§ GIVEN PROBLEM 1: Tally the lines in the records that contain the string "woman", treating uppercase and lowercase as different, and reply with only the number.

§ SOURCE DOCUMENT:
Definition of Postmodernism

                Postmodernism in theory can't be defined.  Trying to summarize postmodernism in a definition would undermine the very idea of postmodernism.  The word embodies the most recent cultural movement.  It is based on a horizontal hierarchy of gaining knowledge and the push toward more comprehensive thinking.  Horizontally structured knowledge is a way of stating there is less weight put on who is giving the information and their credentials.   Instead postmodern thought gives equal credibility and authority to everyone.  Before the Postmodern movement there was the modernist movement.   Modernism gave the highest priority of determining truth to empirical knowledge.  Science was the end of the argument in modernist social groups.  Society regarded its purpose and goals based on indisputable fact.  In a postmodern society people find that knowing facts and hard data gives little comfort to our higher purpose on this earth and in this universe.  Postmodern thinking attacks issues from many viewpoints and doesn't allow for any overarching truths, since every individual has his own application of truth.  All of the information is essentially relative.  One individual's opinion is just that, an individual opinion.  A person has no obligation to consider another argument for truth in so much they let it.  As the sentence is unpacked in the next section keep in mind the overriding themes of postmodernism; horizontal credibility and comprehensive thinking, all from the aspect of relative communication between individuals.

The Sentence

                The point of writing sentences, paragraphs, essays and stories is to communicate individual opinions to the masses.  The crucial questions for any work of writing: Is this idea important?  Who says it's important?  Why should the idea be shared?  With the postmodern frame of mind the importances of ideas individually and corporately rival each other.  The individual has absolute authority and other outside influences have no authority.  Individual ideas are regarded with utmost importance.  For instance, someone might believe that there is a God and another might claim there is no God.  To each individual their view is of highest significance, when they communicate their idea about God there is no regard for the opposing view.  The progression of knowledge is individually selected.  If understanding is mostly level in a postmodern viewpoint then naturally; who decides in the end what in important and what is not?

§ GIVEN PROBLEM 2: Extend the essay on postmodernism above, starting right after its last sentence.

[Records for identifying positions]
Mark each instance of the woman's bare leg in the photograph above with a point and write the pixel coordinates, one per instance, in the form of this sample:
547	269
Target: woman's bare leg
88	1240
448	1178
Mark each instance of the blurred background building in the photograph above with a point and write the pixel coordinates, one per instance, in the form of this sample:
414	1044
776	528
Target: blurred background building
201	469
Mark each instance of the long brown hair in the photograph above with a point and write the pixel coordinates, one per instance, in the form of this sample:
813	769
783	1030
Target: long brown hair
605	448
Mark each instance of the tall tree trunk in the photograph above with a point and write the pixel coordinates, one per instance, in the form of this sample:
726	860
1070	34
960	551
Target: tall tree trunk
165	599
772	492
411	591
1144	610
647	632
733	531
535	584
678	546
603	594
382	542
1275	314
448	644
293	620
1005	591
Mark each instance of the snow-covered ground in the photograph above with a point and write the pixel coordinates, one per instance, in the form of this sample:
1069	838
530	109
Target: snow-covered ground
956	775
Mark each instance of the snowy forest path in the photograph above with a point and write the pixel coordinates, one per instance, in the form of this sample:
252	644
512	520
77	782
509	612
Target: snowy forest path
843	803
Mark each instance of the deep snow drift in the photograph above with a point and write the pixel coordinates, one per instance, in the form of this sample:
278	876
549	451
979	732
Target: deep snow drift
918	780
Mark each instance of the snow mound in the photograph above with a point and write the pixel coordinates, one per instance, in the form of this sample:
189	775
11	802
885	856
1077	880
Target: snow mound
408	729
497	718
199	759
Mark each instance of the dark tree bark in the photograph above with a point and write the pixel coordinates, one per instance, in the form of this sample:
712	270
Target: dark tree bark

§ RIGHT ANSWER 1: 2

§ RIGHT ANSWER 2:
"You may have two degrees, but I read an article on Wikipedia once" (Sherill, 2008).  As this quote illustrates postmodernism doesn't give authority to one person's opinion over another, despite the years of traditional schooling or similar credibility this person may have acquired.  This brings into the debate not only does this sentence serve a logical purpose, but who says what is logical and what a legitimate purpose is?  To a certain individual it may serve a great purpose, even if that purpose is to make logic out of something illogical.  To another individual the sentence may have no significance and thus be a waste of words on a page.  The problem is no one can give more authoritative influence to end the stale-mate of opinions.  There are no points for applying scholarly and universal thinking; just having an opinion is good enough for Postmodernism. 

Finally bypassing the questions of importance; why should the idea even be shared?  The purpose for sharing ideas, and arguably the reason for language, is to change the opinion of both the audience and the artist.  This interaction between individuals and society creates a natural evolution of thought and truth.